ДОКУМЕНТ:
>>

Из протокола допроса генерала Л. Г. Корнилова Чрезвычайной следственной комиссией Временного правительства, 2–5 сентября 1917 г.
Из протокола допроса генерала Л. Г. Корнилова
Чрезвычайной следственной комиссией Временного правительства, 2–5 сентября 1917 г.
Чрезвычайная комиссия производила допрос нижепоименованного генерала от инфантерии Л. Г. Корнилова, православного, и он показал:
Тотчас же после Государственного переворота 27 февраля я был назначен Временным правительством на пост Главнокомандующего войсками Петроградского военного округа и, прибыв из действующей армии, 5 марта вступил в должность. С первых же шагов своей деятельности я убедился в крайне вредном влиянии на войска Петроградского Совета Солдатских и Рабочих депутатов, который, вовлекая войска гарнизона в борьбу политических партий, проводя в жизнь начала, разрушающие дисциплину и подрывающие авторитет начальников, постепенно дезорганизовал войска гарнизона, и без того не представлявшие из себя хорошо сплоченные войсковые части. Совет неоднократно пытался принять непосредственное участие в деле командования войсками, с целью иметь в них оружие, для достижения своих политических целей. Не считая возможным для себя быть невольным свидетелем и участником разрушения армии, я предпочел просить освободить меня от поста Главнокомандующего войсками Петроградского военного округа и получил, в начале мая, назначение на должность командующего VIII армией.

<<

Продолжите протокол допроса генерала Л. Г. Корнилова, начав сразу после его последнего предложения. Записи представляют собой отдельный материал.

СТРОКИ ДАННЫХ:
>>

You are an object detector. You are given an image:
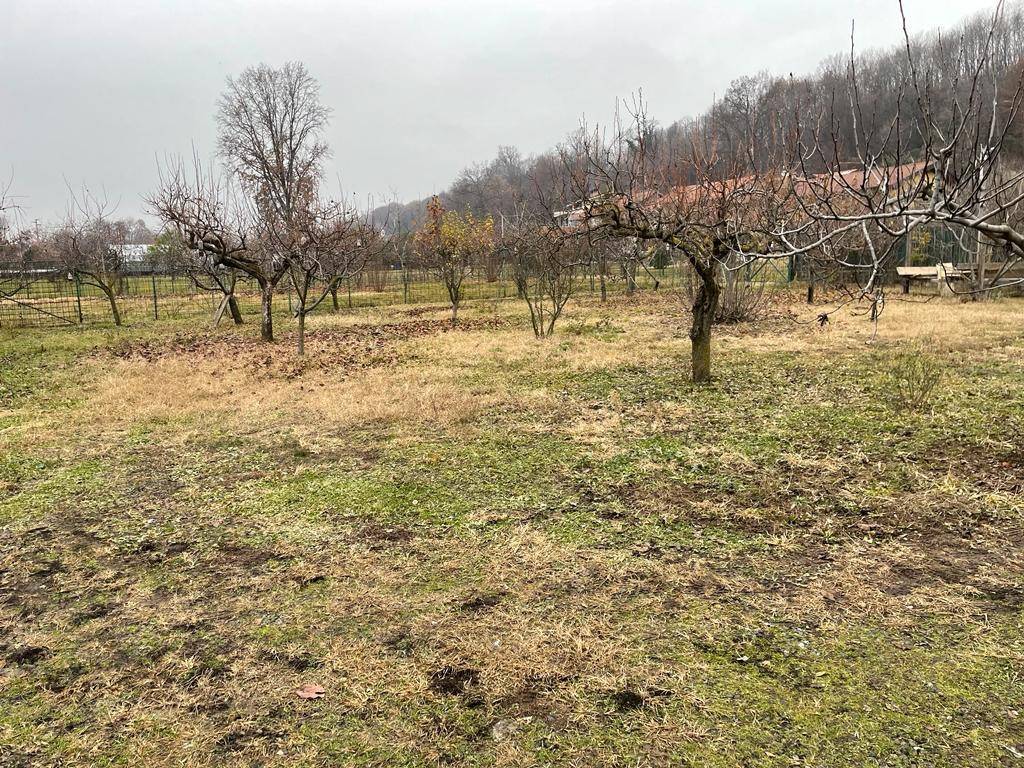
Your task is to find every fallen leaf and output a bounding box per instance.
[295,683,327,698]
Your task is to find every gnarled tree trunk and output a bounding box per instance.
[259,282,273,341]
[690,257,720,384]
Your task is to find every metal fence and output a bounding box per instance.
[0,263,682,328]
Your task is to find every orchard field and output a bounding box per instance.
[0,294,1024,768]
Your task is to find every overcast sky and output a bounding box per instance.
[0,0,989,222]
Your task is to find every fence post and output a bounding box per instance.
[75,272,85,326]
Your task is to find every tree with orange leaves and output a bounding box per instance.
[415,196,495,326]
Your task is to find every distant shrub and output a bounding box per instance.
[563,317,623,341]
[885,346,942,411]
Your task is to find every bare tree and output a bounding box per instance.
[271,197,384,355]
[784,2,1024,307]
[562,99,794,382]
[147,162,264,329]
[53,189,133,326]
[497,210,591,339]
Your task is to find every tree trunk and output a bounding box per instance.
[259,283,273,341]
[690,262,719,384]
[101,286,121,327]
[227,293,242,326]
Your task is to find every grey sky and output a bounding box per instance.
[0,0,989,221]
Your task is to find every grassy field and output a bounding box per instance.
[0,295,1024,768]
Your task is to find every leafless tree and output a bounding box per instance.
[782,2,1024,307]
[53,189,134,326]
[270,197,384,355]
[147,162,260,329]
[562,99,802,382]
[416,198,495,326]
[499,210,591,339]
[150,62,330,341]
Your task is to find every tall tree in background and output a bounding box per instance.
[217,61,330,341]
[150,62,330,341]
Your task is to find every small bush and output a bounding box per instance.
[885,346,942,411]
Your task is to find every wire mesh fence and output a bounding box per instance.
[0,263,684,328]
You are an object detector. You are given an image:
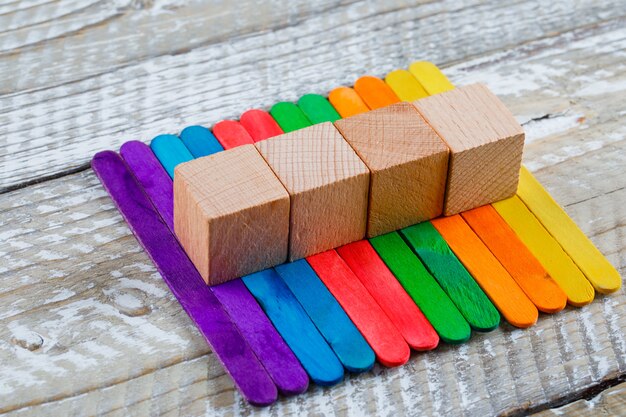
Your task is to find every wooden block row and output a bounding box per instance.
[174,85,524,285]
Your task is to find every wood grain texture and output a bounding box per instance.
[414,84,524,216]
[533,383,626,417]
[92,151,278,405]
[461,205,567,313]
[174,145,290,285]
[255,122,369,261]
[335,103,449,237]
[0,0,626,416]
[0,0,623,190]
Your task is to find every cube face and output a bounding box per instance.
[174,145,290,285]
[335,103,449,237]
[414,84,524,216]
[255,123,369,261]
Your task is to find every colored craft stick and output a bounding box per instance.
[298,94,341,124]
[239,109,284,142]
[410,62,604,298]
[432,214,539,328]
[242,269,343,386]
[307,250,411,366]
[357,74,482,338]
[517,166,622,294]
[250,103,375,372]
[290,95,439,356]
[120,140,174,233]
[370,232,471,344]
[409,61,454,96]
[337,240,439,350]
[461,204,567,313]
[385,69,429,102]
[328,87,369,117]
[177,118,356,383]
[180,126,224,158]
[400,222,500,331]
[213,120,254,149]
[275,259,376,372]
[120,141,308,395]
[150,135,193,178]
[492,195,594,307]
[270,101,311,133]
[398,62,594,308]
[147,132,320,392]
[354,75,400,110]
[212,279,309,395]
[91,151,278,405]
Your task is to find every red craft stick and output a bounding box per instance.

<<

ОТВЕТ К ЗАДАНИЮ:
Я принял армию в состоянии почти полного разложения. Благодаря войсковым Комитетам, высший командный состав был лишен влияния на войска. Многие генералы и значительная часть командиров полков, под давлением Комитетов, были удалены от занимаемых должностей. За исключением немногих частей, братание процветало. Были случаи братания с участием хоров немецкой музыки, выставлявшихся между нашими и немецкими проволочными заграждениями. В течение двух месяцев мне почти ежедневно пришлось бывать в войсковых частях, лично разъяснять солдатам необходимость дисциплины… и внушать войскам необходимость войны, необходимость активных действий; словом, подготовлять войска к намеченному уже наступлению. В отношении Комитетов я занял твердую позицию: отклоняя их вмешательство в дела перемен в командном составе, я постепенно вводил Комитеты в рамки законной деятельности, внушая им убеждение, что главнейшей задачей их является содействие командному составу в деле подъема духа в войсках.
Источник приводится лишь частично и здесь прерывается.